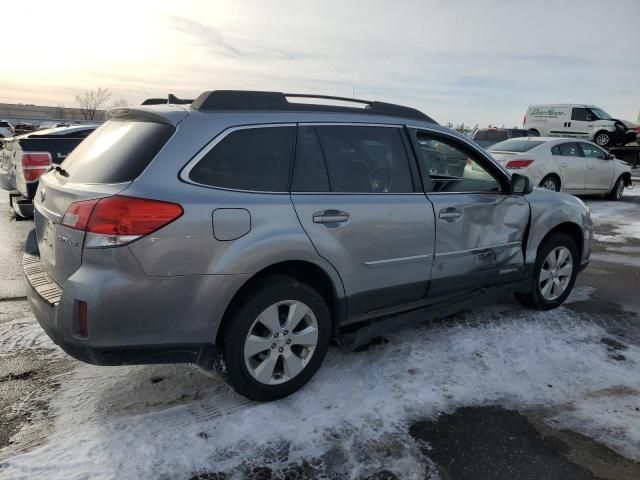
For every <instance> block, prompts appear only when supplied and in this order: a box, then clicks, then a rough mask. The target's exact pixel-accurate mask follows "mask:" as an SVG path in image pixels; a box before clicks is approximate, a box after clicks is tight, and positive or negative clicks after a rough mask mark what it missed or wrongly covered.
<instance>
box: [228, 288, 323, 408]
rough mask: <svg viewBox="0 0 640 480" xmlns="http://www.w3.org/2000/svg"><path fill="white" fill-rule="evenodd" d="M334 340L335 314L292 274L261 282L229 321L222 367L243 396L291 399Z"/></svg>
mask: <svg viewBox="0 0 640 480" xmlns="http://www.w3.org/2000/svg"><path fill="white" fill-rule="evenodd" d="M330 339H331V317H330V314H329V309H328V307H327V304H326V302H325V300H324V298H323V297H322V296H321V295H320V294H319V293H318V292H317V291H316V290H315V289H313V288H312V287H310V286H309V285H306V284H304V283H300V282H298V281H297V280H295V279H293V278H291V277H286V276H273V277H269V278H265V279H263V280H262V281H258V282H257V283H256V284H255V285H254V286H253V288H250V289H249V291H248V292H247V295H245V296H244V297H243V298H241V299H239V301H238V302H237V303H236V308H234V309H233V310H232V312H231V315H230V316H229V318H228V319H227V322H226V328H224V331H223V332H222V341H221V342H219V345H217V354H216V356H217V359H218V365H219V367H221V368H219V370H220V372H221V374H222V376H223V378H224V379H225V380H226V381H227V383H229V385H231V387H232V388H233V389H234V390H235V391H236V392H238V393H239V394H241V395H244V396H245V397H247V398H249V399H251V400H257V401H270V400H276V399H278V398H282V397H285V396H287V395H290V394H292V393H293V392H295V391H296V390H298V389H300V388H302V386H303V385H305V384H306V383H307V382H308V381H309V380H310V379H311V377H312V376H313V375H314V374H315V373H316V371H317V370H318V369H319V368H320V365H321V364H322V361H323V360H324V357H325V355H326V353H327V350H328V348H329V341H330Z"/></svg>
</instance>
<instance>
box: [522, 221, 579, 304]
mask: <svg viewBox="0 0 640 480" xmlns="http://www.w3.org/2000/svg"><path fill="white" fill-rule="evenodd" d="M579 262H580V258H579V256H578V248H577V247H576V244H575V242H574V241H573V240H572V239H571V237H569V236H568V235H566V234H564V233H554V234H553V235H551V236H549V238H547V239H546V240H545V241H544V242H543V243H542V245H540V247H539V248H538V255H537V257H536V263H535V265H534V268H533V281H532V284H531V291H529V292H527V293H519V294H517V295H516V298H517V299H518V300H520V302H521V303H523V304H524V305H526V306H528V307H531V308H535V309H537V310H550V309H552V308H556V307H557V306H559V305H560V304H562V302H564V301H565V300H566V298H567V297H568V296H569V294H570V293H571V290H573V285H574V284H575V281H576V277H577V275H578V264H579Z"/></svg>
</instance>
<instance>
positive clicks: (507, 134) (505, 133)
mask: <svg viewBox="0 0 640 480" xmlns="http://www.w3.org/2000/svg"><path fill="white" fill-rule="evenodd" d="M535 135H536V134H535V133H534V132H532V131H531V130H526V129H523V128H479V129H478V130H476V131H475V132H474V133H473V137H472V138H473V140H474V141H475V142H476V143H477V144H478V145H480V146H481V147H484V148H487V147H490V146H491V145H493V144H496V143H498V142H502V141H503V140H507V139H509V138H519V137H532V136H535Z"/></svg>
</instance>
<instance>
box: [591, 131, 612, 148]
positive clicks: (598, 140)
mask: <svg viewBox="0 0 640 480" xmlns="http://www.w3.org/2000/svg"><path fill="white" fill-rule="evenodd" d="M593 139H594V141H595V142H596V143H597V144H598V145H599V146H601V147H606V146H608V145H609V144H610V143H611V135H609V132H607V131H605V130H602V131H600V132H598V133H596V135H595V137H593Z"/></svg>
=-=-=-=-=
• _Task brief_: Reproduce the material in full, word for word, and omit the pictures.

• _Task result_:
For every <instance> block, prompts appear only when supplied and in this order: a box, then clicks, then a rough mask. The target's exact pixel-accurate mask follows "mask:" as an SVG path in image pixels; a box before clicks is approximate, a box after clicks is tight, and positive or negative clicks after a rough mask mark what it missed or wrongly covered.
<instance>
box: [228, 288, 323, 408]
rough mask: <svg viewBox="0 0 640 480" xmlns="http://www.w3.org/2000/svg"><path fill="white" fill-rule="evenodd" d="M334 340L335 314L292 274L261 282L229 321L222 367L243 396L291 399Z"/></svg>
mask: <svg viewBox="0 0 640 480" xmlns="http://www.w3.org/2000/svg"><path fill="white" fill-rule="evenodd" d="M330 339H331V317H330V314H329V309H328V307H327V304H326V302H325V300H324V298H323V297H322V296H321V295H320V294H319V293H318V292H317V291H316V290H315V289H313V288H312V287H310V286H309V285H306V284H304V283H300V282H298V281H297V280H295V279H293V278H291V277H286V276H273V277H269V278H265V279H263V280H262V281H258V282H257V283H256V284H255V285H254V286H253V288H250V289H249V291H248V292H247V295H245V296H244V297H243V298H241V299H239V301H238V302H237V303H236V308H234V309H233V310H232V312H231V315H230V316H229V318H228V319H227V322H226V328H224V331H223V332H222V341H221V342H219V345H217V354H216V356H217V359H218V365H219V367H221V368H219V370H220V372H221V374H222V376H223V378H224V379H225V380H226V381H227V383H229V385H231V387H232V388H233V389H234V390H235V391H236V392H238V393H239V394H241V395H244V396H245V397H247V398H249V399H251V400H257V401H270V400H276V399H278V398H282V397H285V396H287V395H290V394H292V393H293V392H295V391H296V390H298V389H300V388H302V386H303V385H305V384H306V383H307V382H308V381H309V380H310V379H311V377H312V376H313V375H314V374H315V373H316V371H317V370H318V369H319V368H320V365H321V364H322V361H323V360H324V357H325V355H326V353H327V350H328V348H329V341H330Z"/></svg>
</instance>
<instance>
box: [522, 221, 579, 304]
mask: <svg viewBox="0 0 640 480" xmlns="http://www.w3.org/2000/svg"><path fill="white" fill-rule="evenodd" d="M579 262H580V258H579V256H578V248H577V247H576V244H575V242H574V241H573V240H572V239H571V237H569V236H568V235H566V234H564V233H554V234H553V235H551V236H549V238H547V239H546V240H545V241H544V242H543V243H542V245H540V247H539V248H538V255H537V257H536V263H535V265H534V268H533V281H532V284H531V291H529V292H527V293H519V294H517V295H516V298H517V299H518V300H520V302H521V303H523V304H524V305H526V306H528V307H531V308H535V309H537V310H550V309H552V308H556V307H557V306H559V305H560V304H562V302H564V301H565V300H566V298H567V297H568V296H569V294H570V293H571V290H573V285H574V284H575V281H576V277H577V275H578V264H579Z"/></svg>
</instance>
<instance>
positive clicks: (507, 134) (505, 133)
mask: <svg viewBox="0 0 640 480" xmlns="http://www.w3.org/2000/svg"><path fill="white" fill-rule="evenodd" d="M535 135H536V134H535V133H534V132H532V131H531V130H526V129H523V128H479V129H478V130H476V131H475V132H474V133H473V137H472V138H473V140H474V141H475V142H476V143H477V144H478V145H480V146H481V147H484V148H487V147H490V146H491V145H493V144H496V143H498V142H502V141H503V140H507V139H509V138H519V137H532V136H535Z"/></svg>
</instance>
<instance>
box: [591, 131, 612, 148]
positive clicks: (598, 140)
mask: <svg viewBox="0 0 640 480" xmlns="http://www.w3.org/2000/svg"><path fill="white" fill-rule="evenodd" d="M593 139H594V141H595V142H596V143H597V144H598V145H599V146H601V147H606V146H608V145H609V144H610V143H611V135H609V132H607V131H605V130H602V131H600V132H598V133H596V135H595V137H593Z"/></svg>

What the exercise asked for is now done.